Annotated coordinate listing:
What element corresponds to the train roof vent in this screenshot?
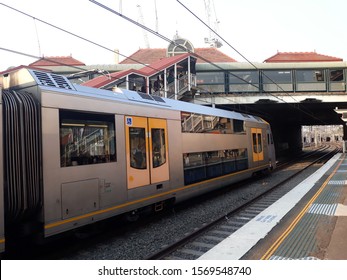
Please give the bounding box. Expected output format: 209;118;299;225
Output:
31;70;75;90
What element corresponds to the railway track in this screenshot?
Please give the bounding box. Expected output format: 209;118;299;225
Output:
147;146;340;260
2;147;336;260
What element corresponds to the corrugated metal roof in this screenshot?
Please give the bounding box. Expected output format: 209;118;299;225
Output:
120;48;236;64
29;56;85;67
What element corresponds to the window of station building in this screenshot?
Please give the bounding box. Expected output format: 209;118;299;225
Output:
196;72;225;84
229;71;259;84
183;148;248;185
181;112;233;134
296;70;325;83
329;69;344;82
228;71;259;93
196;72;225;93
262;70;292;84
59;110;117;167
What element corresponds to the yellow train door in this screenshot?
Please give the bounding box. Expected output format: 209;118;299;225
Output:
148;119;169;184
125;116;169;189
251;128;264;162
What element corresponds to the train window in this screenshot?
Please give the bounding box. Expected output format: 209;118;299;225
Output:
181;112;232;134
183;149;248;185
257;133;263;153
252;133;258;153
129;127;147;169
151;128;166;168
59;110;117;167
233;119;245;133
252;133;263;154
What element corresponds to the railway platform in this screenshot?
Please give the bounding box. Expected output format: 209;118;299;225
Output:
199;154;347;260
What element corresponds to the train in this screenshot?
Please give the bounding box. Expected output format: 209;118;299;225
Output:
0;67;276;252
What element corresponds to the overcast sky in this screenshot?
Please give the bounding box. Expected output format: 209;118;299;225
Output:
0;0;347;71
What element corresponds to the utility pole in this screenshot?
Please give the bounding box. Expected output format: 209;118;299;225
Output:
137;4;149;49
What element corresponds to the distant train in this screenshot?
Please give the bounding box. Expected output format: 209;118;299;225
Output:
0;68;276;254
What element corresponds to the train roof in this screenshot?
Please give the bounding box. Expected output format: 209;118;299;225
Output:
2;68;265;123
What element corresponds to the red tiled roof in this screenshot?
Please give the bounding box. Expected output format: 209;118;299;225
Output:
29;56;85;66
0;65;52;76
120;48;236;64
82;69;143;88
140;53;196;76
119;49;166;64
195;48;237;63
264;52;343;62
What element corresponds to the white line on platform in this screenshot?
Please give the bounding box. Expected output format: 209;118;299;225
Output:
199;154;341;260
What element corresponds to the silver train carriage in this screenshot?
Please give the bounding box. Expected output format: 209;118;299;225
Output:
0;69;275;254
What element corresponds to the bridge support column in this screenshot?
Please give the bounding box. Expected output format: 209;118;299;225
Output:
271;123;302;158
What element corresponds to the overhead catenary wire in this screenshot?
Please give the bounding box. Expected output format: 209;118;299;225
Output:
176;0;326;124
0;3;260;114
0;0;324;122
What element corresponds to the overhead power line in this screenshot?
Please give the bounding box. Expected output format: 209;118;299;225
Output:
89;0;325;124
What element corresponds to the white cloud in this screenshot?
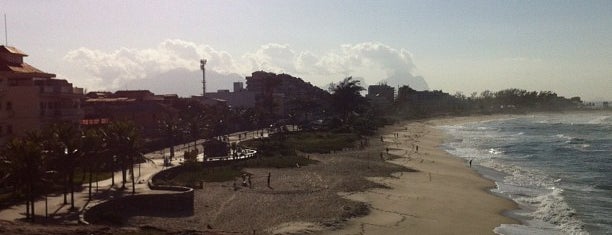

What you should do: Render every line of the listing above as a JSON list of strings, one string per line, with blank lines omitted. Leave the pictures out of the list.

The reply:
[
  "What element corresponds to the train roof vent in this screenshot?",
  "Please give the bounding box. Expected output format: 209;118;299;225",
  "Output:",
  "31;70;75;90",
  "What element corresponds to the railway track in this screenshot?",
  "Please give the bounding box. Expected output format: 209;118;299;225",
  "Output:",
  "147;146;340;260",
  "2;147;336;260",
  "What element corresponds to the corrugated metal roof in this screenshot?",
  "Please give the bounding box. Expected output format: 209;118;299;225",
  "Output:",
  "120;48;236;64",
  "29;56;85;67",
  "What element corresponds to the window of station building in this screenshot?",
  "Please give the bounding box. Expected output format: 209;118;299;225",
  "Output:",
  "196;72;225;84",
  "229;71;259;84",
  "183;148;248;185",
  "181;112;233;134",
  "296;70;325;83",
  "329;69;344;82",
  "228;71;259;93",
  "196;72;225;93",
  "262;70;292;84",
  "59;110;117;167",
  "What element corresponds to the yellow train door in this screenshot?",
  "Please give the bounding box. Expected output format: 209;118;299;225",
  "Output:",
  "148;119;169;184",
  "125;116;169;189",
  "251;128;264;162",
  "What element corresponds to the train window in this screenshot?",
  "Please give the bounding box. Expected output format: 209;118;299;225",
  "Output:",
  "181;112;232;134",
  "183;149;248;185",
  "257;133;263;153",
  "252;133;258;153",
  "129;127;147;169",
  "151;128;166;168",
  "59;110;117;167",
  "233;119;245;133",
  "252;133;263;154",
  "What element corresponds to the railway platform in this screenshot?",
  "Please give the bounding box. Expected output format: 209;118;299;225",
  "Output:",
  "199;154;347;260",
  "What element corresponds to the train in this screenshot?",
  "Please give the bounding box. Expected output format: 209;118;299;225",
  "Output:",
  "0;67;276;252",
  "What element corresponds to the overcast sky in this screenshot?",
  "Please give the bounding box. Expected output format: 209;118;299;225",
  "Output:",
  "0;0;347;71",
  "What element corresponds to the utility pole in this screenshot?",
  "Please give the bounding box. Expected output format: 209;118;299;225",
  "Output:",
  "137;4;149;49",
  "What element corresponds to the distant train in this screenshot?",
  "Please give the bounding box. Expected output format: 209;118;299;225",
  "Output:",
  "0;68;276;254",
  "What element corresponds to the train roof in this screenshot?",
  "Please give the bounding box. Expected output format: 209;118;299;225",
  "Output:",
  "2;68;265;123",
  "What element corresponds to the red tiled roof in this screenshot?",
  "Please give the bounding box. Expected output format: 209;118;299;225",
  "Output:",
  "29;56;85;66",
  "0;65;52;76",
  "120;48;236;64",
  "82;69;143;88",
  "140;53;196;76",
  "119;49;166;64",
  "195;48;237;63",
  "264;52;343;62",
  "What element corresponds to the white line on platform in this screenshot?",
  "Please give the bounding box. Expected output format: 209;118;299;225",
  "Output:",
  "199;154;341;260",
  "What element corresponds to the silver train carriage in this screenshot?",
  "Please give the bounding box. Expected output format: 209;118;299;225",
  "Output:",
  "0;69;275;254",
  "What element corresponds to the bridge support column in this screenshot?",
  "Please give the bounding box. Expected output format: 209;118;299;225",
  "Output:",
  "271;123;302;158",
  "What element corresponds to the overhead catenary wire in this screenshot?",
  "Please give the bounding box. Expected output format: 209;118;299;225",
  "Output:",
  "176;0;326;124",
  "0;3;260;114",
  "0;0;324;122",
  "What element corresponds to the overhead power line in this screenshot?",
  "Please give the bounding box. Expected output format: 209;118;299;225",
  "Output:",
  "89;0;325;124",
  "What element corresponds to the white cloud in this screenshot?"
]